## [EXERCISE DIRECTIONS]
Output each line of the material exactly as it stands.

## [MATERIAL SHOWN]
▬▬▬

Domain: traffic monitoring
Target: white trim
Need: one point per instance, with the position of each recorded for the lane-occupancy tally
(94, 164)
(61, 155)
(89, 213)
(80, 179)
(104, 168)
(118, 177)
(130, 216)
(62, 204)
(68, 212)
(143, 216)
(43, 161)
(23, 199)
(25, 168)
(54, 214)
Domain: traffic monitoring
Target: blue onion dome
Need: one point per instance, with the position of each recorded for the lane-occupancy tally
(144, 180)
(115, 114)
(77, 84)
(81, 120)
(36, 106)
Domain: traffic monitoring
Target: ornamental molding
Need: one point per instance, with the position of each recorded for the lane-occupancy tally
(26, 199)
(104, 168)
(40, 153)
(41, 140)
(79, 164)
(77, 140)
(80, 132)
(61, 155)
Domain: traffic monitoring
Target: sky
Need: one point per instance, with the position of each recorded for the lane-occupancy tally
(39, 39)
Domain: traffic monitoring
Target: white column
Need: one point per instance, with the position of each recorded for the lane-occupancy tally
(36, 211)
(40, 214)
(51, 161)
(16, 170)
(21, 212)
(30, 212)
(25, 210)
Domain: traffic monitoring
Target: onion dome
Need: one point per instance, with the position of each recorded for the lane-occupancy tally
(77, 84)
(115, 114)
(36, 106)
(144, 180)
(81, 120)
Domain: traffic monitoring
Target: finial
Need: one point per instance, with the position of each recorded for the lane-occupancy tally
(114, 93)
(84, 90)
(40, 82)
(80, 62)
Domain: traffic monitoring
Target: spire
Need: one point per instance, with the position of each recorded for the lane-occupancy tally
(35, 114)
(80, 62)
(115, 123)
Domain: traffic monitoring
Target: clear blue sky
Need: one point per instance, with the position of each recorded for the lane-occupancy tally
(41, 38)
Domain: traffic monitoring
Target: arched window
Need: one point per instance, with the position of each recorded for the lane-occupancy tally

▬▬▬

## [EXERCISE SOLUTION]
Domain: traffic monitoring
Target: white trim
Need: one point per instance, with the position of each recorded for the lane-occupancy tally
(94, 164)
(61, 155)
(89, 213)
(80, 179)
(104, 168)
(118, 177)
(130, 216)
(62, 204)
(68, 212)
(143, 216)
(43, 161)
(23, 199)
(25, 168)
(54, 214)
Domain: traffic monitoring
Target: blue onion dome
Need: one point per instance, with the position of each recorded for the lane-occupancy tally
(144, 180)
(115, 114)
(77, 84)
(81, 120)
(36, 106)
Domain: traffic monitoring
Target: ornamental molding
Need: one point per instance, with the position of each recorded for the lane-occupancy tally
(26, 199)
(104, 168)
(40, 153)
(41, 140)
(79, 164)
(77, 140)
(80, 132)
(61, 155)
Domain: traffic monitoring
Target: sky
Need: one point per instance, with the position of each recorded for the lane-occupancy tally
(39, 39)
Domain: traffic monitoring
Target: white column
Need: one point per instance, with the position of each recorded for the lane-occupancy tally
(36, 211)
(40, 214)
(51, 161)
(16, 170)
(21, 212)
(30, 212)
(25, 210)
Domain: traffic monitoring
Target: onion dome
Need: one point per instance, with the position of each recorded for the lane-occupancy tally
(77, 84)
(115, 114)
(36, 106)
(144, 180)
(81, 120)
Domain: traffic monitoring
Target: finial
Need: one point per instance, with the position of each recorded for the lane-occupancy tally
(114, 93)
(84, 90)
(40, 82)
(80, 62)
Domain: traffic monitoring
Target: spire
Need: one point per instance, with the position of each recorded for the lane-occupancy tally
(35, 114)
(80, 62)
(115, 123)
Domain: traffic monitoring
Target: clear blue sky
Need: one point per instance, with the position of each recorded for the lane-occupancy tally
(41, 38)
Domain: traffic monitoring
Target: arched window
Need: one point per instance, with the position of each recorded for the lane-occupancy tally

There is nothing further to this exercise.